> _Task statement_
Scan the entries for lines with the word "positive" and copy those lines.

(Stored data)
- Opening Delimiter -

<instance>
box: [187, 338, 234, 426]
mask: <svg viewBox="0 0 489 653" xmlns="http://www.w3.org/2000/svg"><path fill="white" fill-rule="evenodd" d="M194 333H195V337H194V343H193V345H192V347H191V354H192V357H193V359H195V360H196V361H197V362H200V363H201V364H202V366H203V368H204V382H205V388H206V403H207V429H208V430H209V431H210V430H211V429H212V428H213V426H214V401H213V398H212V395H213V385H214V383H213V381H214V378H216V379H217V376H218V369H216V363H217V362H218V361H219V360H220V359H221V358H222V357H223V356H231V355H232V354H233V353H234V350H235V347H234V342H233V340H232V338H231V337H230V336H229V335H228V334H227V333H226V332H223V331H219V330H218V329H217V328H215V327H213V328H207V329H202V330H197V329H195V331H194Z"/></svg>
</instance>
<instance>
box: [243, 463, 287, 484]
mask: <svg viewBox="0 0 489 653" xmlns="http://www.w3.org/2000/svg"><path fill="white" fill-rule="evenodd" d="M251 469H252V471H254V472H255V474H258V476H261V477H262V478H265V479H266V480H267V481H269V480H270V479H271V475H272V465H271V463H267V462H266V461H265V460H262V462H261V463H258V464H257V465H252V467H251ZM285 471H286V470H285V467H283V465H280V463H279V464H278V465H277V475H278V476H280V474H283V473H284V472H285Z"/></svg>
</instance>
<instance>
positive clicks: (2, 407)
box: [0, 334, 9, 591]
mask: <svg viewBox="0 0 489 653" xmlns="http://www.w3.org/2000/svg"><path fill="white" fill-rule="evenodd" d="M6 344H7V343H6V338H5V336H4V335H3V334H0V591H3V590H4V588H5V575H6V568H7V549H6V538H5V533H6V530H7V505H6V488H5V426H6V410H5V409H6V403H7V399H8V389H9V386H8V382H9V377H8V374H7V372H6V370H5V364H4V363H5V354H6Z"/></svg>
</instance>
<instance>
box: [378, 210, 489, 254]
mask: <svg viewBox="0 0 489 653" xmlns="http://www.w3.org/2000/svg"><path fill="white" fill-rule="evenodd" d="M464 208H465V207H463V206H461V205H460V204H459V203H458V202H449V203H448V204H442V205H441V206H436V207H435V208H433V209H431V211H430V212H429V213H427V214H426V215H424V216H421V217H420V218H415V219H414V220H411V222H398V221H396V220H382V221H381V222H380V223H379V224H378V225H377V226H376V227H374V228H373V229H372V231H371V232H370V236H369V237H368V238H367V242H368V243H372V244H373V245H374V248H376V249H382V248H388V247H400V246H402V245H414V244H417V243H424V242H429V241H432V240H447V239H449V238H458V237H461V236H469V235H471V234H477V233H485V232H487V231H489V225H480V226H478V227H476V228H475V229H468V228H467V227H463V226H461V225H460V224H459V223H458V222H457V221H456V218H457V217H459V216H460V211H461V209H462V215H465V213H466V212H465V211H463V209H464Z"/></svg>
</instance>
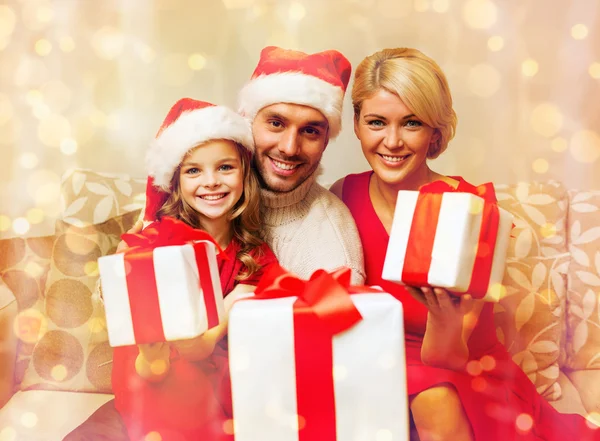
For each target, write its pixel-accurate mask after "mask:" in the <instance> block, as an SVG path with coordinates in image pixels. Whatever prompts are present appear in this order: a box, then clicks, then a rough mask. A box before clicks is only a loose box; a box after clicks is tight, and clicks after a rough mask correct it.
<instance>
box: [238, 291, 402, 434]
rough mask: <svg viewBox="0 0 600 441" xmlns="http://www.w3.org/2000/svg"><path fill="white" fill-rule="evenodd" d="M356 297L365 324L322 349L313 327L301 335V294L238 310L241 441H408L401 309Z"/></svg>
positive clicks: (325, 342) (242, 302)
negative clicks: (301, 365) (299, 294)
mask: <svg viewBox="0 0 600 441" xmlns="http://www.w3.org/2000/svg"><path fill="white" fill-rule="evenodd" d="M351 299H352V302H353V303H354V305H355V306H356V308H357V309H358V311H359V312H360V315H362V318H363V319H362V320H361V321H359V322H358V323H356V324H355V325H353V326H352V327H351V328H349V329H347V330H346V331H343V332H341V333H339V334H336V335H335V336H333V338H332V337H331V336H326V337H325V338H326V339H328V340H327V341H325V342H324V345H323V341H322V338H323V337H322V336H320V337H319V336H316V337H315V332H317V333H318V331H315V329H314V327H312V328H313V329H312V330H311V329H302V327H303V325H302V320H299V319H298V314H302V312H301V311H299V310H298V309H295V308H294V303H295V302H296V300H297V297H286V298H279V299H266V300H243V301H239V302H237V303H235V304H234V306H233V308H232V310H231V312H230V318H229V357H230V359H229V362H230V373H231V387H232V397H233V421H234V432H235V439H236V441H257V440H260V441H305V440H306V441H315V440H319V441H329V440H331V441H333V440H337V441H364V440H378V439H390V440H392V439H393V440H399V441H404V440H408V427H409V425H408V404H407V390H406V362H405V352H404V327H403V315H402V304H401V303H400V302H399V301H398V300H396V299H395V298H393V297H392V296H391V295H389V294H386V293H369V294H353V295H351ZM309 322H310V320H309ZM317 340H320V342H319V341H317ZM301 341H304V343H300V342H301ZM319 348H321V349H322V348H325V349H326V350H325V352H327V351H329V352H330V353H331V354H332V355H331V358H328V357H329V356H325V357H321V356H320V355H319V354H320V349H319ZM300 360H303V361H300ZM300 364H302V366H300ZM299 385H303V386H302V388H300V387H299ZM328 390H332V393H331V394H329V393H328V392H327V391H328ZM311 403H312V404H311Z"/></svg>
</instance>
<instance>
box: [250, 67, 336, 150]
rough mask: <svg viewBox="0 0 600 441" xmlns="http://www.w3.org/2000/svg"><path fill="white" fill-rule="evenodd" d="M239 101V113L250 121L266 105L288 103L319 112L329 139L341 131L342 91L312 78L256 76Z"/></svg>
mask: <svg viewBox="0 0 600 441" xmlns="http://www.w3.org/2000/svg"><path fill="white" fill-rule="evenodd" d="M239 102H240V104H239V112H240V113H241V114H242V115H244V116H245V117H246V118H249V119H250V120H251V121H252V120H254V117H255V116H256V114H257V113H258V112H259V111H260V110H261V109H262V108H264V107H266V106H270V105H271V104H276V103H291V104H301V105H305V106H310V107H314V108H315V109H317V110H319V111H320V112H321V113H322V114H323V115H324V116H325V118H327V121H328V122H329V138H331V139H333V138H335V137H336V136H337V135H338V134H339V133H340V130H341V129H342V105H343V102H344V92H343V90H342V88H341V87H337V86H334V85H333V84H331V83H328V82H327V81H324V80H321V79H319V78H317V77H314V76H312V75H307V74H304V73H300V72H281V73H273V74H269V75H260V76H258V77H256V78H253V79H252V80H250V81H249V82H248V83H247V84H246V85H245V86H244V87H243V88H242V90H241V91H240V94H239Z"/></svg>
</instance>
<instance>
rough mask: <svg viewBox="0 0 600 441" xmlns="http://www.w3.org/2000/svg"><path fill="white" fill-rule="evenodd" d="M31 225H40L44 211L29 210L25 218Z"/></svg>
mask: <svg viewBox="0 0 600 441" xmlns="http://www.w3.org/2000/svg"><path fill="white" fill-rule="evenodd" d="M25 217H26V218H27V221H28V222H29V223H30V224H31V225H37V224H41V223H42V222H43V221H44V210H42V209H40V208H30V209H29V210H27V214H26V216H25Z"/></svg>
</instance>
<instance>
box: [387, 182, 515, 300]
mask: <svg viewBox="0 0 600 441" xmlns="http://www.w3.org/2000/svg"><path fill="white" fill-rule="evenodd" d="M465 187H466V189H467V192H465V191H457V190H456V189H454V188H453V187H452V186H450V185H449V184H447V183H445V182H443V181H436V182H433V183H431V184H427V185H424V186H423V187H421V188H420V189H419V191H399V192H398V199H397V202H396V209H395V212H394V219H393V222H392V229H391V232H390V240H389V243H388V248H387V253H386V257H385V263H384V266H383V273H382V277H383V279H385V280H390V281H393V282H401V283H403V284H405V285H410V286H418V287H421V286H433V287H441V288H446V289H447V290H449V291H451V292H452V293H455V294H461V293H469V294H471V295H472V296H473V297H474V298H479V299H483V300H486V301H498V300H499V297H500V296H501V293H502V289H501V286H502V285H501V284H502V279H503V276H504V265H505V262H506V252H507V250H508V245H509V240H510V232H511V230H512V221H513V216H512V214H510V213H509V212H507V211H506V210H504V209H502V208H500V207H498V204H497V201H496V195H495V192H494V187H493V185H492V184H491V183H488V184H483V185H480V186H478V187H474V186H470V185H465V186H463V188H465Z"/></svg>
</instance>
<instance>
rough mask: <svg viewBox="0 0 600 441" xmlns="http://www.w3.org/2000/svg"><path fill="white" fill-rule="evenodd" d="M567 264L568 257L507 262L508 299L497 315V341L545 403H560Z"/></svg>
mask: <svg viewBox="0 0 600 441" xmlns="http://www.w3.org/2000/svg"><path fill="white" fill-rule="evenodd" d="M568 264H569V255H568V253H563V254H561V255H556V256H554V257H547V258H540V257H526V258H522V259H519V260H511V261H508V262H507V268H506V273H505V276H504V280H503V285H504V287H505V288H506V296H505V297H504V298H502V299H501V300H500V302H499V303H498V304H496V305H495V309H494V312H495V322H496V326H497V328H496V331H497V334H498V338H499V340H500V341H501V342H502V343H503V344H504V345H505V346H506V348H507V350H508V351H509V352H510V354H511V355H512V357H513V360H514V361H515V363H517V364H518V365H519V366H520V367H521V368H522V369H523V371H524V372H525V373H526V374H527V375H528V376H529V378H530V379H531V381H532V382H533V383H534V384H535V386H536V388H537V390H538V392H539V393H540V394H541V395H542V396H543V397H544V398H546V399H547V400H558V399H559V398H560V397H561V388H560V383H558V381H557V380H558V377H559V357H560V347H561V345H562V342H563V339H564V336H565V314H564V307H565V294H566V271H567V268H568Z"/></svg>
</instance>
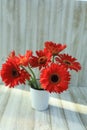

- Closing Delimiter -

> _Written solution_
positive clicks: (2, 407)
positive clicks: (325, 342) (242, 302)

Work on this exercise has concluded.